═══ Available data ═══

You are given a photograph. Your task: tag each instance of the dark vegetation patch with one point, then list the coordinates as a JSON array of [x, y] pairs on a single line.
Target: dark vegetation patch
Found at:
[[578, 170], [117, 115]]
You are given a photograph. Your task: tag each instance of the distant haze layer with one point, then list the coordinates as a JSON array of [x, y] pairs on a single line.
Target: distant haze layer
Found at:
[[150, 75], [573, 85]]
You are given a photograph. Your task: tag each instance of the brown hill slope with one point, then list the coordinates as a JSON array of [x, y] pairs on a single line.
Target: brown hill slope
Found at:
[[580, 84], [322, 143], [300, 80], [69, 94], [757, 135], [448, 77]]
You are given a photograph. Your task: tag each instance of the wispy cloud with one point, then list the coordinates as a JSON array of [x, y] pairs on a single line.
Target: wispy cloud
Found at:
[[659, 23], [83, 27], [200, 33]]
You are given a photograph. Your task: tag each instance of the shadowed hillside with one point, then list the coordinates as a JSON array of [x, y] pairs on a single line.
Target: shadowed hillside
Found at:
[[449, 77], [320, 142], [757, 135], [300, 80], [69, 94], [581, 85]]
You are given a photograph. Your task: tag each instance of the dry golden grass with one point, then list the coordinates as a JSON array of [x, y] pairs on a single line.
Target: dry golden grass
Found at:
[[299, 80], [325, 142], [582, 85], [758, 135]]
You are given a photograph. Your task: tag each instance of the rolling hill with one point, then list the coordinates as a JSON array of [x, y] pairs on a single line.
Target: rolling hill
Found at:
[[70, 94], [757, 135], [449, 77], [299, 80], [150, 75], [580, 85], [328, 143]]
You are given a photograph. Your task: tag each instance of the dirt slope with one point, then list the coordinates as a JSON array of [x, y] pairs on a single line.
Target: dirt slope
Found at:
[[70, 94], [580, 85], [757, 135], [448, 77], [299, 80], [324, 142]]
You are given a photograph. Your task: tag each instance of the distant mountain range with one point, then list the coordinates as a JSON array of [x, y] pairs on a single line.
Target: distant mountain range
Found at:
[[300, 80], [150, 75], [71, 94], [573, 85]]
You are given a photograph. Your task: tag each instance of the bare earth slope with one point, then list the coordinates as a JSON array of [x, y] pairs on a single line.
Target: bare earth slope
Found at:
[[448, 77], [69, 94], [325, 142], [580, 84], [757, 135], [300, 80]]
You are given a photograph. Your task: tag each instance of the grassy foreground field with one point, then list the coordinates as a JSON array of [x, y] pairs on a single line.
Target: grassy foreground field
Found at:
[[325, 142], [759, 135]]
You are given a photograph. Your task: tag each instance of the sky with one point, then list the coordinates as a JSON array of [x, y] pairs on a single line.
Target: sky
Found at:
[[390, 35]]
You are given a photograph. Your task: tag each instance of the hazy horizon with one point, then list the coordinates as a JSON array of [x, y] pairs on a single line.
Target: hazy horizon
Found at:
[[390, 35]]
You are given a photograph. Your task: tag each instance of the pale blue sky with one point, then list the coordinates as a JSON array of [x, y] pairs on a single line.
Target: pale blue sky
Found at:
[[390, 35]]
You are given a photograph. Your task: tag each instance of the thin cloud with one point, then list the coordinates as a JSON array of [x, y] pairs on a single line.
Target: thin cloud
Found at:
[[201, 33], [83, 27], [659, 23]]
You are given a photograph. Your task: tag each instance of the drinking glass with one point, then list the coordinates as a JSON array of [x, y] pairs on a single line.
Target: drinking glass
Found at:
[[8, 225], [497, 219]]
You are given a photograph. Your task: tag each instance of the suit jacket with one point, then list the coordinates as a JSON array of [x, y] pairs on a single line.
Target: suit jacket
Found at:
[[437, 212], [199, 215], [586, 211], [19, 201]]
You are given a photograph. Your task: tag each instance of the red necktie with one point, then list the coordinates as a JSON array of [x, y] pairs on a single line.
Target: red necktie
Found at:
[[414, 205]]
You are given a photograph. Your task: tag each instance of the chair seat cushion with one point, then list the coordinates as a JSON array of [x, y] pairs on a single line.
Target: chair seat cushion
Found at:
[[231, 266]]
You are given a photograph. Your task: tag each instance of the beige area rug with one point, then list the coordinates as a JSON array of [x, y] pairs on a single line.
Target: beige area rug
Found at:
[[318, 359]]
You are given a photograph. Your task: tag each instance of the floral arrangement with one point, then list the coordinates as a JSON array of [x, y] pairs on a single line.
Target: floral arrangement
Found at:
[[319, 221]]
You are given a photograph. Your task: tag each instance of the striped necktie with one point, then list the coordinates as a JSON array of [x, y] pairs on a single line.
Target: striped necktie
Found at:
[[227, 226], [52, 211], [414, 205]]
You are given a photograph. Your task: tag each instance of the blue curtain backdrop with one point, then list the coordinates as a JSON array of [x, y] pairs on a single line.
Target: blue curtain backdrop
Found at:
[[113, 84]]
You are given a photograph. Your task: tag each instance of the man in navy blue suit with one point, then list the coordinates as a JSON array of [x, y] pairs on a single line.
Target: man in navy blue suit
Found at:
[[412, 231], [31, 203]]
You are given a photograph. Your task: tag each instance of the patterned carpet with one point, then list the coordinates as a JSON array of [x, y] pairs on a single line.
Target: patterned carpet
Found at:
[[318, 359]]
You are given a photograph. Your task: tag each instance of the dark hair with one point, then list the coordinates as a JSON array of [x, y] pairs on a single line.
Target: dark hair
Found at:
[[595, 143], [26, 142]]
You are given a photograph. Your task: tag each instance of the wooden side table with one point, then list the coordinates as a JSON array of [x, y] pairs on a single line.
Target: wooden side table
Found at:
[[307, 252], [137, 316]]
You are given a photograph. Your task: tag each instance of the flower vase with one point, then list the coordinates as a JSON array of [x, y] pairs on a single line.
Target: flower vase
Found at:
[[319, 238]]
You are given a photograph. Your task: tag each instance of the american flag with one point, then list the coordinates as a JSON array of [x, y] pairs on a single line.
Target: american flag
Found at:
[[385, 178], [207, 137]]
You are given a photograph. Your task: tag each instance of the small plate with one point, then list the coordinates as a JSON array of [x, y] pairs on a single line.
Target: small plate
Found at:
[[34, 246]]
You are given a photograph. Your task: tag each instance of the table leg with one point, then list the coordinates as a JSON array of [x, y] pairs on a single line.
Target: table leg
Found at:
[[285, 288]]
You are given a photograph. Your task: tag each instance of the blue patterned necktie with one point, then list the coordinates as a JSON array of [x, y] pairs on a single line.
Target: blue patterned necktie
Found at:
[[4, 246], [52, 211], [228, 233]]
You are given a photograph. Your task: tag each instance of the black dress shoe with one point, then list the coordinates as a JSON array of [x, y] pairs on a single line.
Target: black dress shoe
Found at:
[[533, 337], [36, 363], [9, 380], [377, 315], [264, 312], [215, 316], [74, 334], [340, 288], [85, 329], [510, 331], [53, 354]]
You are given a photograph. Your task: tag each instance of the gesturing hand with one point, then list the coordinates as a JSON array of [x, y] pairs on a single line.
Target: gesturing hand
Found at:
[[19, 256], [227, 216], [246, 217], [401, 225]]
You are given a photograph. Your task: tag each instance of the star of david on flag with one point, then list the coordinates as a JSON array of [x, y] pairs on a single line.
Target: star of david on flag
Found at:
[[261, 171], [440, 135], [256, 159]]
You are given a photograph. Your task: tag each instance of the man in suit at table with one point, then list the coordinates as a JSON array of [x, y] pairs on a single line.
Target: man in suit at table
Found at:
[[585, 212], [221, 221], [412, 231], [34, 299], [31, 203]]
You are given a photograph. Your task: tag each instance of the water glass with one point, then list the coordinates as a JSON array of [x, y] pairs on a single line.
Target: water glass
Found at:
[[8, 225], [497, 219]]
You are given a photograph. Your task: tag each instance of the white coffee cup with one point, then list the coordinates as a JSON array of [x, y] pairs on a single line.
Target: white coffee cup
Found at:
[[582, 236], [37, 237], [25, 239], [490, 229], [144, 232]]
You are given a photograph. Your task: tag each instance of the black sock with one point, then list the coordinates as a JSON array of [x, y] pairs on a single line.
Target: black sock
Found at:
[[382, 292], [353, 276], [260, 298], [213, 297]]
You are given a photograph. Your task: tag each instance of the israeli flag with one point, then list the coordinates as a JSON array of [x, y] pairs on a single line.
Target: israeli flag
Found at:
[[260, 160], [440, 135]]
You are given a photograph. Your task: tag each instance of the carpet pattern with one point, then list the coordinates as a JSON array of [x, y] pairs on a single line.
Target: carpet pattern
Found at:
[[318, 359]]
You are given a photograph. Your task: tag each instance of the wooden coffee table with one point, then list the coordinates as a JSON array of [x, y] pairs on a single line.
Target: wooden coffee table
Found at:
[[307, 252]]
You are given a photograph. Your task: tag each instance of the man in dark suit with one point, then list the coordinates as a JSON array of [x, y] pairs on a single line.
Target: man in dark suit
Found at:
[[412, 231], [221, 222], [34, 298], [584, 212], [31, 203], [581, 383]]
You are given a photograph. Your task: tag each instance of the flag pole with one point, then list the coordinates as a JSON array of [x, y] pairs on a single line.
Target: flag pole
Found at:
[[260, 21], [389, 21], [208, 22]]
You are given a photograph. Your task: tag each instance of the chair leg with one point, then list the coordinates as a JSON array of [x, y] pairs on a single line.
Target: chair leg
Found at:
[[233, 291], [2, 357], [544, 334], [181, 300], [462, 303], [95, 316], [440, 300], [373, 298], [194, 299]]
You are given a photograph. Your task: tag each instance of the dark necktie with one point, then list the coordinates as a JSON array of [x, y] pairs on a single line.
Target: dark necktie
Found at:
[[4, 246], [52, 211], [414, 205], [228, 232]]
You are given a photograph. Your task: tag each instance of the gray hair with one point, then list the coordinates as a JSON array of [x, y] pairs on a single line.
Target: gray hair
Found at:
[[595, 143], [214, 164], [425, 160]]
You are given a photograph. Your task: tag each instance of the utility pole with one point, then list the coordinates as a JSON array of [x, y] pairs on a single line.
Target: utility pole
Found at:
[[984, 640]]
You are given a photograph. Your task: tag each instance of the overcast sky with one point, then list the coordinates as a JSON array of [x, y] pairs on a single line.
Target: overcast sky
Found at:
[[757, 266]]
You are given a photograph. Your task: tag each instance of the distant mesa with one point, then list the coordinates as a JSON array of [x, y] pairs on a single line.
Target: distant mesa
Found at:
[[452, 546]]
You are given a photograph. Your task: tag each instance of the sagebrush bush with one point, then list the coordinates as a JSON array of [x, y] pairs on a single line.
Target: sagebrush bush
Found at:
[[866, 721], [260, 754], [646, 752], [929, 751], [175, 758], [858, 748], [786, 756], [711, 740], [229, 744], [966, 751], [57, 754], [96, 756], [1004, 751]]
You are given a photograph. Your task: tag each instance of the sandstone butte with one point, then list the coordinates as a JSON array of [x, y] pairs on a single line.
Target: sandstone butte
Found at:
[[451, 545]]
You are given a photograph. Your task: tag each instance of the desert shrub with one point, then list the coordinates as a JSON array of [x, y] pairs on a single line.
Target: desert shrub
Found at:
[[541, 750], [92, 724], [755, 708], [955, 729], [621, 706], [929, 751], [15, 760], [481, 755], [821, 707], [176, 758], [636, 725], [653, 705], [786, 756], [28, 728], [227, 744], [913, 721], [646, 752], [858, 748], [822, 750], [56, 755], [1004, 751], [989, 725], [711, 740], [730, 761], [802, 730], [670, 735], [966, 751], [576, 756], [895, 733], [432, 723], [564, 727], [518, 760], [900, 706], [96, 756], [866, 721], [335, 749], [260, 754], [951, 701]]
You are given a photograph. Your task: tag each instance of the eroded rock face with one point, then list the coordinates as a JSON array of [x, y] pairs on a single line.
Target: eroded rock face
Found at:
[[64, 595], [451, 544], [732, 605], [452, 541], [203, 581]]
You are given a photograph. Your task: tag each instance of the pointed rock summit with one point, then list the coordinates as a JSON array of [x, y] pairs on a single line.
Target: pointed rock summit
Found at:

═══

_What the task requires_. Your answer should be the lines above, from the line containing "the blue patterned" up to and including the line containing "Target: black dress shoe", reproduced exactly and with nothing else.

_Task response_.
You are given a photograph. Your task: tag each instance of the blue patterned necktie with one point, then list the coordinates as a JSON array of [x, y] pairs on a single line.
Target: blue patterned necktie
Found at:
[[4, 246], [52, 211], [228, 233]]
You are given a photograph. Your task: tag each instance of the black dress shoe with one point, then list the coordinates as a JSON array of [x, y] pairs on a single line.
Target: black dress shoe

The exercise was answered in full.